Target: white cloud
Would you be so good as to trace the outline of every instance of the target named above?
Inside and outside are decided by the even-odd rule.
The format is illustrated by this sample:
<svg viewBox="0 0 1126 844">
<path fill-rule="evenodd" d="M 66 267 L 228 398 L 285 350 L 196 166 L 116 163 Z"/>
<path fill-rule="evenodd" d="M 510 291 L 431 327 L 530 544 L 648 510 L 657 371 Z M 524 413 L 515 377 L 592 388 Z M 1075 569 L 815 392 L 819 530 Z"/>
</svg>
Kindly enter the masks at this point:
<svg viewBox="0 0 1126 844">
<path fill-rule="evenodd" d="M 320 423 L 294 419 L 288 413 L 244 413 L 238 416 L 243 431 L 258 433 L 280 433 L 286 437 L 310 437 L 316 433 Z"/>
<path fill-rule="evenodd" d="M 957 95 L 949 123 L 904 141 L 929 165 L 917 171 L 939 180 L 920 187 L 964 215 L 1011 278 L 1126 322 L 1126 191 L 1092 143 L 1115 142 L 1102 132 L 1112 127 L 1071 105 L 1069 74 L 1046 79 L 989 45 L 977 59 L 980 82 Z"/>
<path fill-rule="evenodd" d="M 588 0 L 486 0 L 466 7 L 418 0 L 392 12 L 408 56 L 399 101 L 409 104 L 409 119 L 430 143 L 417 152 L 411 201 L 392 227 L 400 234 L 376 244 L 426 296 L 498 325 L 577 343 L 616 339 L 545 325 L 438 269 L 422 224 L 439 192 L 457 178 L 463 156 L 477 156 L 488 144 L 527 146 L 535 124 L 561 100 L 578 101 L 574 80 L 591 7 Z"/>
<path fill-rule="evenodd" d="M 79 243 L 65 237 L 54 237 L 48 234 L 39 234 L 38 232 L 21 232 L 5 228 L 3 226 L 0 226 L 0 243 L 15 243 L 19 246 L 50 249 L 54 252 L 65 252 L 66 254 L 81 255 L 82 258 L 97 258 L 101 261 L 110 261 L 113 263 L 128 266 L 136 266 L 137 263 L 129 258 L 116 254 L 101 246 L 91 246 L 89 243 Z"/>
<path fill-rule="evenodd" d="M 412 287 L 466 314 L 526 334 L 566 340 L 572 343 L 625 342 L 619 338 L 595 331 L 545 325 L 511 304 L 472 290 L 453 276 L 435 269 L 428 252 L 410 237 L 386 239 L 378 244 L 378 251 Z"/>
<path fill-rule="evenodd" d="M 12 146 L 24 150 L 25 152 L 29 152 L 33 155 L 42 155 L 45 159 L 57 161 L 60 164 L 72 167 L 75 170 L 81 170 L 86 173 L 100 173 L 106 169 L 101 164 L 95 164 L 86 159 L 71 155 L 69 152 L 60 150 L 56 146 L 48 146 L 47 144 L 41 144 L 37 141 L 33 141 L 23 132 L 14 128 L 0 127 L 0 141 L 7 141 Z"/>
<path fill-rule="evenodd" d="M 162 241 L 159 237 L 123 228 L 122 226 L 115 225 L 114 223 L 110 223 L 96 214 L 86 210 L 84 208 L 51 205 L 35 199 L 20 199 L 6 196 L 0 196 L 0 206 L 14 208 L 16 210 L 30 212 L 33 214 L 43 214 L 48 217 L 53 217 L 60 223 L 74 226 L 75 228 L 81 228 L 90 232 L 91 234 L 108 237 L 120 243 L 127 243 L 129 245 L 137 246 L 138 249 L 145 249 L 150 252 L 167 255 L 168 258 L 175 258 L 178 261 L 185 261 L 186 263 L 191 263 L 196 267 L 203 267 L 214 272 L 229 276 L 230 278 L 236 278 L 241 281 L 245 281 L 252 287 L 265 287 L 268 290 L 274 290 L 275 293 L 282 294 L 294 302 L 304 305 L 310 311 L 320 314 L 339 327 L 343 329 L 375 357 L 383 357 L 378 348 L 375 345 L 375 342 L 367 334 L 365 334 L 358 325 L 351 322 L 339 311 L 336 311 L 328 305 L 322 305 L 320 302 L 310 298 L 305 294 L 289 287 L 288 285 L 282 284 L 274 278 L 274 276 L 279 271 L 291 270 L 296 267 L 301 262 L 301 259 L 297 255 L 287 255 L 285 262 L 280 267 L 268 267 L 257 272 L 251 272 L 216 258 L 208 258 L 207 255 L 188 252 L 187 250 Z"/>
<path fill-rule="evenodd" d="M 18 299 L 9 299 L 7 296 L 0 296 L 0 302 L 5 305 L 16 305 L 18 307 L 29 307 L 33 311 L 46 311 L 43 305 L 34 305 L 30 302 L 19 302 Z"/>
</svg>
+-------+
Problem requirements
Reproduce all of the data above verbatim, line for line.

Output of the task
Target: white cloud
Would you be so good as to trace the outline of every instance of the target named above?
Inside and outside are decided by the even-odd rule.
The format is illustrated by this sample:
<svg viewBox="0 0 1126 844">
<path fill-rule="evenodd" d="M 66 267 L 228 398 L 285 350 L 196 166 L 116 163 Z"/>
<path fill-rule="evenodd" d="M 510 291 L 431 327 L 530 544 L 648 510 L 657 371 Z M 524 413 L 515 377 L 592 388 Z M 1075 569 L 815 392 L 819 530 Z"/>
</svg>
Kindly enter the masks at this point:
<svg viewBox="0 0 1126 844">
<path fill-rule="evenodd" d="M 320 423 L 294 419 L 288 413 L 244 413 L 238 416 L 243 431 L 258 433 L 280 433 L 286 437 L 310 437 L 316 433 Z"/>
<path fill-rule="evenodd" d="M 957 95 L 949 123 L 904 141 L 929 165 L 917 171 L 939 180 L 920 187 L 964 215 L 1011 278 L 1126 322 L 1126 191 L 1092 143 L 1115 142 L 1102 132 L 1112 127 L 1071 105 L 1069 74 L 1046 79 L 989 45 L 977 59 L 980 82 Z"/>
<path fill-rule="evenodd" d="M 588 0 L 486 0 L 466 7 L 418 0 L 392 12 L 408 56 L 399 101 L 409 104 L 409 119 L 430 143 L 417 152 L 411 201 L 392 227 L 400 234 L 376 244 L 426 296 L 498 325 L 577 343 L 616 339 L 545 325 L 438 269 L 422 224 L 439 192 L 457 178 L 463 156 L 477 156 L 488 144 L 527 146 L 535 124 L 561 100 L 578 101 L 574 80 L 591 7 Z"/>
<path fill-rule="evenodd" d="M 79 243 L 65 237 L 54 237 L 48 234 L 39 234 L 38 232 L 21 232 L 5 228 L 3 226 L 0 226 L 0 243 L 15 243 L 19 246 L 50 249 L 54 252 L 65 252 L 66 254 L 81 255 L 82 258 L 97 258 L 101 261 L 110 261 L 113 263 L 128 266 L 136 266 L 137 263 L 129 258 L 116 254 L 101 246 L 91 246 L 89 243 Z"/>
<path fill-rule="evenodd" d="M 412 287 L 466 314 L 526 334 L 566 340 L 572 343 L 625 342 L 619 338 L 595 331 L 545 325 L 511 304 L 472 290 L 453 276 L 435 269 L 428 252 L 410 237 L 386 239 L 378 244 L 378 251 Z"/>
<path fill-rule="evenodd" d="M 12 146 L 24 150 L 25 152 L 29 152 L 33 155 L 42 155 L 45 159 L 57 161 L 60 164 L 72 167 L 75 170 L 81 170 L 86 173 L 100 173 L 106 169 L 101 164 L 95 164 L 86 159 L 71 155 L 69 152 L 60 150 L 56 146 L 48 146 L 47 144 L 41 144 L 37 141 L 33 141 L 23 132 L 14 128 L 0 127 L 0 141 L 7 141 Z"/>
<path fill-rule="evenodd" d="M 162 241 L 159 237 L 123 228 L 122 226 L 115 225 L 114 223 L 110 223 L 96 214 L 86 210 L 84 208 L 51 205 L 35 199 L 20 199 L 6 196 L 0 196 L 0 206 L 14 208 L 16 210 L 30 212 L 33 214 L 43 214 L 48 217 L 53 217 L 60 223 L 74 226 L 75 228 L 81 228 L 90 232 L 91 234 L 108 237 L 120 243 L 127 243 L 129 245 L 137 246 L 138 249 L 145 249 L 150 252 L 167 255 L 168 258 L 175 258 L 178 261 L 185 261 L 186 263 L 191 263 L 196 267 L 203 267 L 214 272 L 229 276 L 230 278 L 236 278 L 241 281 L 245 281 L 252 287 L 265 287 L 268 290 L 274 290 L 275 293 L 282 294 L 294 302 L 304 305 L 310 311 L 320 314 L 339 327 L 343 329 L 375 357 L 383 357 L 378 348 L 375 345 L 375 342 L 367 334 L 365 334 L 358 325 L 351 322 L 339 311 L 336 311 L 328 305 L 322 305 L 320 302 L 310 298 L 305 294 L 289 287 L 288 285 L 282 284 L 274 278 L 274 276 L 279 271 L 291 270 L 296 267 L 301 262 L 301 259 L 297 255 L 287 255 L 285 262 L 280 267 L 268 267 L 257 272 L 251 272 L 216 258 L 208 258 L 207 255 L 188 252 L 187 250 Z"/>
<path fill-rule="evenodd" d="M 18 299 L 9 299 L 7 296 L 0 296 L 0 302 L 5 305 L 16 305 L 18 307 L 29 307 L 33 311 L 46 311 L 43 305 L 34 305 L 30 302 L 19 302 Z"/>
</svg>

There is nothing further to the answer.